Passage retenu:
----
Quelle garantie pour le principe de laïcité dans le Traité
constitutionnel européen ?
Le 10 juin dernier (2004-496DC)le Conseil constitutionnel déclarait qu' " aux
termes de l'article 88-1 de la Constitution ", " la transposition en droit
interne d'une directive communautaire résulte d'une exigence constitutionnelle à
laquelle il ne pourrait être fait obstacle qu'en raison d'une disposition
expresse contraire de la Constitution ".
Le 19 novembre (2004-505DC), la décision portant sur le " Traité établissant une
Constitution pour l'Europe ", se fonde sur les mêmes principes pour affirmer que
la primauté du droit européen, inscrite à l'article I-6, et la Charte des droits
fondamentaux de l'Union ne présentent pas de problème de conformité à la
Constitution de 1958.
La question est donc de savoir aujourd'hui si le principe de laïcité tel qu'il
est reconnu en France avec les effets qui lui sont attachés pourrait être
préservé en tant que " disposition expresse de notre Constitution" pouvant
faire obstacle au principe de primauté en cas de conflit de normes.
1° Rien n'oblige le juge européen à se conformer à l'interprétation que donne le
Conseil constitutionnel du principe de primauté. Celle-ci ne protège donc pas le
principe de laïcité.
2° Le juge européen va donc se fonder sur la " Charte des droits fondamentaux de
l'Union " (partie II du traité) et plus précisément l'article II-70 qui
reconnaît à chacun le droit de manifester, individuellement ou collectivement,
ses croyances religieuses en public. Cet article (comme l'art. II-82) est - quoi
qu'en dise le Conseil constitutionnel - contraire à notre tradition
constitutionnelle.
----
Données fournies:

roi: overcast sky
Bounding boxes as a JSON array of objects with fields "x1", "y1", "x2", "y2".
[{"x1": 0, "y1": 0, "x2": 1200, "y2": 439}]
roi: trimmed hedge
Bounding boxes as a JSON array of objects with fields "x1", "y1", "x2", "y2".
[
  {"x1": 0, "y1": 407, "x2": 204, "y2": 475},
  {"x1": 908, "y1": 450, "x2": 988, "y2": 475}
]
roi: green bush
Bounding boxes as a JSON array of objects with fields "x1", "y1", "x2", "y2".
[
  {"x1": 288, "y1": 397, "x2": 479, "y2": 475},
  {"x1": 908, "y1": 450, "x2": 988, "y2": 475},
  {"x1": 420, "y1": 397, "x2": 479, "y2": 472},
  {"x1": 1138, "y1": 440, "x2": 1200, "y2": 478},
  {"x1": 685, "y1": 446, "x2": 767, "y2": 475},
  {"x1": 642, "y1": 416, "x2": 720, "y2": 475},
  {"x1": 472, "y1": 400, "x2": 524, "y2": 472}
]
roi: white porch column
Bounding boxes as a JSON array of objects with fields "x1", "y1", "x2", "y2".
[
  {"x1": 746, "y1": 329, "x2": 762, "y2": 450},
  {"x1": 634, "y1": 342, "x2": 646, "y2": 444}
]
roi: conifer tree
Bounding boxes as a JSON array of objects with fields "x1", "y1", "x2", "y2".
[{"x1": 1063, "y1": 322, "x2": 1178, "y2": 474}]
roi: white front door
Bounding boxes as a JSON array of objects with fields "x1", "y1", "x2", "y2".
----
Consigne A:
Répondez à ces questions d'après le passage sur la laïcité :
(i) Quel numéro porte la décision du Conseil constitutionnel du 10 juin ?
(ii) Dans quel article du traité la primauté du droit européen est-elle inscrite ?
(iii) Quel droit l'article II-70 reconnaît-il à chacun ?
Consigne B: Poursuivez le passage sur la laïcité à partir de sa dernière phrase, dans le même registre juridique.

Réponse rédigée A:
(i) 2004-496DC.
(ii) L'article I-6.
(iii) Le droit de manifester, individuellement ou collectivement, ses croyances religieuses en public.

Réponse rédigée B:
Cette tradition ne repose pas sur une " disposition expresse " de la
Constitution : en effet, seule la référence de la Constitution de 1958 au
Préambule de 1946 reconnaissant que la France est une République laïque pourrait
entrer dans cette catégorie.
Elle repose, il est vrai, sur les " principes fondamentaux reconnus par les lois
de la République " auxquels le Conseil constitutionnel donne volontiers valeur
constitutionnelle. Mais il faut remarquer
* qu'il ne l'a jamais fait pour les principes figurant dans la loi de séparation
de l'Eglise et de l'Etat
* que même s'il est peu douteux que cette loi contient des " principes
fondamentaux reconnus par les lois de la République " cela n'en ferait pas pour
autant des " dispositions expresses " (ce serait beaucoup solliciter le terme "
expresse " qui n'a pas été mis là par hasard)
Elle repose donc essentiellement sur l'interprétation jurisprudentielle.
Quelle interprétation en donnerait la Cour de Justice ?
Selon le traité, la Cour de Justice (art.I.29) doit assurer " le respect du
droit dans l'interprétation et l'application de la constitution "
En ce qui concerne l'article II-70, les " explications " établies en vue de
guider l'interprétation de la Charte précisent que celui-ci a le même sens et la
même portée que l'article analogue (art.9) figurant dans la Convention
européenne des droits de l'homme et recommandent de l'appliquer conformément à
l'interprétation qu'en donne la jurisprudence de la Cour européenne des droits
de l'homme.
Toutefois rien ne contraint la Cour de Justice à se conformer à cette
jurisprudence de la CEDH et en cas de divergence d'interprétation entre les deux
cours européennes nul ne sait qui se ralliera à l'interprétation de l'autre.
De plus la Charte prévient elle-même qu'elle sera interprétée " conformément
aux traditions constitutionnelles communes aux Etats membres ". Le moins qu'on
puisse dire est que les traditions constitutionnelles des Etats sont loin d'être
" communes " en matière de laïcité : la " laïcité à la française " est l'exemple
même d'une tradition spécifique.
On voit bien que cette fragile construction juridique ne constitue pas une
garantie de sauvegarde du principe de laïcité.
Les groupes de pression confessionnels l'ont bien compris et attendent beaucoup
de l'application de ce traité constitutionnel.
* La Fédération protestante fut la première à demander la modification de la Loi
de 1905, anticipant ainsi de l'intérieur sur ce qui rongerait de l'extérieur
notre système juridique.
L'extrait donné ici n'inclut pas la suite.